Aim of the task: Please write out exactly, and only, the lines from the first in the material below to the line containing "TARGET = snow-covered ground", both included.

=======

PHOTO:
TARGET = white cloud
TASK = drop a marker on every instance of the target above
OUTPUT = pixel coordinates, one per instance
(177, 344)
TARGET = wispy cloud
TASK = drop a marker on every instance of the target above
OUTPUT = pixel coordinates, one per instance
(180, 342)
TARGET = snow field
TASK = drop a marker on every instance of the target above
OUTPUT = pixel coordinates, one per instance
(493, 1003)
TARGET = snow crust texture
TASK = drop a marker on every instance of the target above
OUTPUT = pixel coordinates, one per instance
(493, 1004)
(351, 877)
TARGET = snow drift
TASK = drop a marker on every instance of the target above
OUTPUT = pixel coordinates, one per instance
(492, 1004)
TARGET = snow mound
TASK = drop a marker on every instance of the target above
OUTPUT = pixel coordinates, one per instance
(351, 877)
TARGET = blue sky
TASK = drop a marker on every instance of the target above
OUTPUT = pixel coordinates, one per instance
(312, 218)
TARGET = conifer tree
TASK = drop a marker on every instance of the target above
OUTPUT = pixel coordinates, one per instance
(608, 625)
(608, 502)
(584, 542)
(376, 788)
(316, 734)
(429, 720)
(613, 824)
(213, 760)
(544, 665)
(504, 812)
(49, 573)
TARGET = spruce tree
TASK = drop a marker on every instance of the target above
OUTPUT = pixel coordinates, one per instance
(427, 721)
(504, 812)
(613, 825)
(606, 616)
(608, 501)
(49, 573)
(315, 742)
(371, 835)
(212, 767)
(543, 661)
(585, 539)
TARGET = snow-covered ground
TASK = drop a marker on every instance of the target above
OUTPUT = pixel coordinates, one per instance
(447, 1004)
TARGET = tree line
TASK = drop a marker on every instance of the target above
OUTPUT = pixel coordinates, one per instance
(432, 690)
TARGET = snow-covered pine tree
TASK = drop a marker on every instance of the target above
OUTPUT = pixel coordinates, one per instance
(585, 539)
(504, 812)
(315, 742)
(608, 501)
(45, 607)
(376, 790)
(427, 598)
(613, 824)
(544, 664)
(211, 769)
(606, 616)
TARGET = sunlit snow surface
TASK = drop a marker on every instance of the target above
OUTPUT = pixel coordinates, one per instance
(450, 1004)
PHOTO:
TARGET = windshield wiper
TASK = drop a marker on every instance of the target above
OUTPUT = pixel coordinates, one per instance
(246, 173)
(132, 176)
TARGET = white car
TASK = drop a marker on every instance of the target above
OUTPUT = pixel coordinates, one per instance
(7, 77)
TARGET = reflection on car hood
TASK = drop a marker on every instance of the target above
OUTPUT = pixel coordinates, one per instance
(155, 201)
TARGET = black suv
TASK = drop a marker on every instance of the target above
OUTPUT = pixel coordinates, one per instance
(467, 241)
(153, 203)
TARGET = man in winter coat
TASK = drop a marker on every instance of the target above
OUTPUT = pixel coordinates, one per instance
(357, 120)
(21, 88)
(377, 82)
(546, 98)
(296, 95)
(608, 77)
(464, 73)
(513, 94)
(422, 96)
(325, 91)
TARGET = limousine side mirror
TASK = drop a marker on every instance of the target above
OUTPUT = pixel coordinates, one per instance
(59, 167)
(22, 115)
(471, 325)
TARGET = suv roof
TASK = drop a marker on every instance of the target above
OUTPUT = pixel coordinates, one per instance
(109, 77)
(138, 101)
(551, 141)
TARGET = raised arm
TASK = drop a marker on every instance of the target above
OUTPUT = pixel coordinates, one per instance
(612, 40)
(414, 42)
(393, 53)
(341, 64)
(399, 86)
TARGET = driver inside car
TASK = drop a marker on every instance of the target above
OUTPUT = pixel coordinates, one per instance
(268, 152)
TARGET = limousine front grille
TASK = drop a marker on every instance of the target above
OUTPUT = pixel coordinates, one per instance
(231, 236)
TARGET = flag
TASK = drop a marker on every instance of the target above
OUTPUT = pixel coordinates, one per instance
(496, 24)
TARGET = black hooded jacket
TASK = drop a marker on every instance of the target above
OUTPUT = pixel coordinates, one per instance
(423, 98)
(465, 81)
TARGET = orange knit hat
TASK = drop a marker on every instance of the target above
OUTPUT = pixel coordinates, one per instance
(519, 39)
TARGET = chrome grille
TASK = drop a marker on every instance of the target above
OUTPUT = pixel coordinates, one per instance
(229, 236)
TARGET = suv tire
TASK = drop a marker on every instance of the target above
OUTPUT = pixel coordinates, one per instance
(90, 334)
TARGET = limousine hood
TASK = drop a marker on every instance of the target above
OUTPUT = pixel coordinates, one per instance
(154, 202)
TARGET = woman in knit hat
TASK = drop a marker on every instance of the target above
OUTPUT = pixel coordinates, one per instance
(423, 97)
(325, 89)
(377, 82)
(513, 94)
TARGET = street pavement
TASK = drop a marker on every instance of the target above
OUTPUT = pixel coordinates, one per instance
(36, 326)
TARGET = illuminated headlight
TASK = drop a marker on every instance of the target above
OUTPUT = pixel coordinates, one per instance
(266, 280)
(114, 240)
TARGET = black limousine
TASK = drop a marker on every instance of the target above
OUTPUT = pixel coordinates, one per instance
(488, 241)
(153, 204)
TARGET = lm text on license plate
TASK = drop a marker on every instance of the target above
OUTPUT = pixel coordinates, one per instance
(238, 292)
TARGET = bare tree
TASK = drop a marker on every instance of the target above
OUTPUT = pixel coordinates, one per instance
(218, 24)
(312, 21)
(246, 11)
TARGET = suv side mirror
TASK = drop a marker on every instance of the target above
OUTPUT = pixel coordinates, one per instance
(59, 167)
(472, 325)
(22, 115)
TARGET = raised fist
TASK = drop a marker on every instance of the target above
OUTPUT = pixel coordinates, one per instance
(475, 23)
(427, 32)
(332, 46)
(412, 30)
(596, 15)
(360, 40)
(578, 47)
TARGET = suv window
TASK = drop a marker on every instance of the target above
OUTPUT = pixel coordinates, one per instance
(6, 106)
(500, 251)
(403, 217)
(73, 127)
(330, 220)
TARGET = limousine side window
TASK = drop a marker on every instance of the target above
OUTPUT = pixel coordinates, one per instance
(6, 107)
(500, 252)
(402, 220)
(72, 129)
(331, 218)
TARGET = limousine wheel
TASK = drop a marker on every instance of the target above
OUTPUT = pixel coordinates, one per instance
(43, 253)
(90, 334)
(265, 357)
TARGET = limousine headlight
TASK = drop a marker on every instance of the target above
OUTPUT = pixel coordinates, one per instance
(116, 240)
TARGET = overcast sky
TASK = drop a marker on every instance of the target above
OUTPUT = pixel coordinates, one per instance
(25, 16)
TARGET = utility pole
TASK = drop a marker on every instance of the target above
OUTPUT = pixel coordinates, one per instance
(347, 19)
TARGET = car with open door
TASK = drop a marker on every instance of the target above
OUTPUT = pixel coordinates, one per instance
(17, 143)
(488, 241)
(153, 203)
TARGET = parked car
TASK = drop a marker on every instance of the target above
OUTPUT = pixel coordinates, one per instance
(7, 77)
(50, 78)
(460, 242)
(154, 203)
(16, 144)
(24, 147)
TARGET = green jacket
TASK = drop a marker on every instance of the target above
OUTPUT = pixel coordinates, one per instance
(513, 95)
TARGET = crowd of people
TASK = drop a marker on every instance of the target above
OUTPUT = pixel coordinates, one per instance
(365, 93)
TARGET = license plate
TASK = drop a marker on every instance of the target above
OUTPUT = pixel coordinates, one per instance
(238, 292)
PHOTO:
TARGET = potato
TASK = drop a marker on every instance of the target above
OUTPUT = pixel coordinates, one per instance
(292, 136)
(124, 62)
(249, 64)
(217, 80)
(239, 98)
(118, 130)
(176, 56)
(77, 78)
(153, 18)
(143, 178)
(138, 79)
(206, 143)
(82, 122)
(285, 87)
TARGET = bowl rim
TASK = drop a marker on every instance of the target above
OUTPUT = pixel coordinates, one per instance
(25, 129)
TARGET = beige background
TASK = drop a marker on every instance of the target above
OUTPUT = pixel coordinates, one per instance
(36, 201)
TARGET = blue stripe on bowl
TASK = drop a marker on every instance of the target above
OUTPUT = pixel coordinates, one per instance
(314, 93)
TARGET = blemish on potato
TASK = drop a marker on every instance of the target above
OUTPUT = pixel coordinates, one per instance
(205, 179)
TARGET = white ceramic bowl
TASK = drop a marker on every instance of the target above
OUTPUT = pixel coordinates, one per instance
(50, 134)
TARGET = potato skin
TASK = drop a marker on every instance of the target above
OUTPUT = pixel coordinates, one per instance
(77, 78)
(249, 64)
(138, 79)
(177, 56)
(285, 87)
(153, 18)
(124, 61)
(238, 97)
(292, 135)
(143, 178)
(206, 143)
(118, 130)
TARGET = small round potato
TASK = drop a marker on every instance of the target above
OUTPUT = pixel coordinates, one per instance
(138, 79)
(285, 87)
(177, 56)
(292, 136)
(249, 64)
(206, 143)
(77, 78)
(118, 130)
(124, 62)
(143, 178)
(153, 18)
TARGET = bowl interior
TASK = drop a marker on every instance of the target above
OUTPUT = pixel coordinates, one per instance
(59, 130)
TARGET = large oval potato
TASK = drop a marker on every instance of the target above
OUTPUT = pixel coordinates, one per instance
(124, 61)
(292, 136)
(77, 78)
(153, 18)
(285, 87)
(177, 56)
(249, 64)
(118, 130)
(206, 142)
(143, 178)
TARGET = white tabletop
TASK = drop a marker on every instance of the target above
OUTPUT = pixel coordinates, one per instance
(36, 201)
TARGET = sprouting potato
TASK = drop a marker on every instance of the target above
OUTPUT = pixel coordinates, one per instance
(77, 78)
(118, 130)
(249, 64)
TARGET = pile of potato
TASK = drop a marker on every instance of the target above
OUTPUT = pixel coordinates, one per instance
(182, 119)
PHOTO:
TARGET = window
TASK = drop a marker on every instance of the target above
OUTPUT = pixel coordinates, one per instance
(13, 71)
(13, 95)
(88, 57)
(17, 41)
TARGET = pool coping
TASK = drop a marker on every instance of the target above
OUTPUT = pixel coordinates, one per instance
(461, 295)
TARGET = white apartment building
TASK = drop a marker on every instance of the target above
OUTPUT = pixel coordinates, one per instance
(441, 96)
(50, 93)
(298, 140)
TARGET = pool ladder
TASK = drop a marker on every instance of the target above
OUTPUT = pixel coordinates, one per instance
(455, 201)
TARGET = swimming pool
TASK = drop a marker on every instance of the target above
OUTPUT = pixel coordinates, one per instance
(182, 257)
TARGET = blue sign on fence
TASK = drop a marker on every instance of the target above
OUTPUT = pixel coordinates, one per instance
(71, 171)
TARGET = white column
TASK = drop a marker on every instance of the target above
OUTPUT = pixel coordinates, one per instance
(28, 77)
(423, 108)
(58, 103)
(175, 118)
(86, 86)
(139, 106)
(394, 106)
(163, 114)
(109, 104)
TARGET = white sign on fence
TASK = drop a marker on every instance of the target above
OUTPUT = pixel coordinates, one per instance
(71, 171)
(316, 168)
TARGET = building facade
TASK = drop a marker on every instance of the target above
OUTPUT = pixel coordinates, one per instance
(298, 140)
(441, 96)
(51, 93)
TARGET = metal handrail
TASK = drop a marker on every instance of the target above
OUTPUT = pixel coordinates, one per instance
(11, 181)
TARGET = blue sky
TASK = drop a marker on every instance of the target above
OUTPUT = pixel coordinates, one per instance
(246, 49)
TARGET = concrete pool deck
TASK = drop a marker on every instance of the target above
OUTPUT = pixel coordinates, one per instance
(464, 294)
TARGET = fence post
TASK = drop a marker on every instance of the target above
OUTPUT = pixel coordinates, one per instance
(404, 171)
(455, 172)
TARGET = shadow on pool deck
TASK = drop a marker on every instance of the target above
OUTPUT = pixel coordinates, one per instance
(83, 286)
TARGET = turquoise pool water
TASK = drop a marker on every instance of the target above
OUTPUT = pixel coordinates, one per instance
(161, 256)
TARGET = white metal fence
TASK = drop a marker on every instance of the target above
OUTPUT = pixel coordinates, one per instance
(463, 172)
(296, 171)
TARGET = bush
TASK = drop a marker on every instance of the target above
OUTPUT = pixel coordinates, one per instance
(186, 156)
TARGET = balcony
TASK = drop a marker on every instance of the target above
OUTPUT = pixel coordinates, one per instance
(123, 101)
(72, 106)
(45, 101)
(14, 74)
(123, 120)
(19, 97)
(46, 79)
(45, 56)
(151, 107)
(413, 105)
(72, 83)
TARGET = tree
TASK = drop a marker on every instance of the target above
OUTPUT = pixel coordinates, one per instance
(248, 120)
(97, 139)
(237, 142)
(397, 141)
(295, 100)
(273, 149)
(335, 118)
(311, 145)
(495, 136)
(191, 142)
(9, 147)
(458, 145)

=======

Solution to the exercise:
PHOTO:
TARGET = white cloud
TASK = drop a marker on every instance of the target above
OUTPUT = pixel coordinates, one per instance
(177, 344)
TARGET = wispy cloud
TASK = drop a marker on every instance of the target above
OUTPUT = pixel coordinates, one per instance
(180, 342)
TARGET = snow field
TASK = drop a marker on every instance of the target above
OUTPUT = pixel coordinates, one per instance
(493, 1003)
TARGET = snow crust texture
TASK = drop a marker on every instance of the target above
OUTPUT = pixel coordinates, one per instance
(493, 1004)
(351, 877)
TARGET = snow drift
TASK = drop a marker on every instance of the target above
OUTPUT = pixel coordinates, one per instance
(492, 1004)
TARGET = snow mound
TASK = drop a marker on every instance of the target above
OUTPUT = pixel coordinates, one per instance
(351, 877)
TARGET = blue sky
TASK = drop a marker on every instance of the target above
OUTPUT = pixel coordinates, one per instance
(312, 218)
TARGET = conifer tree
TASK = drop a marker on every instance of the target above
OUTPUT = pixel coordinates, one per instance
(608, 625)
(608, 502)
(584, 542)
(376, 788)
(316, 734)
(429, 720)
(613, 824)
(213, 760)
(544, 665)
(504, 812)
(49, 573)
TARGET = spruce tree
TASK = drop a marker on every instance of the target above
OUTPUT = pixel coordinates, one per instance
(427, 721)
(504, 812)
(613, 825)
(606, 616)
(608, 501)
(49, 573)
(315, 742)
(371, 835)
(212, 767)
(543, 661)
(585, 539)
TARGET = snow-covered ground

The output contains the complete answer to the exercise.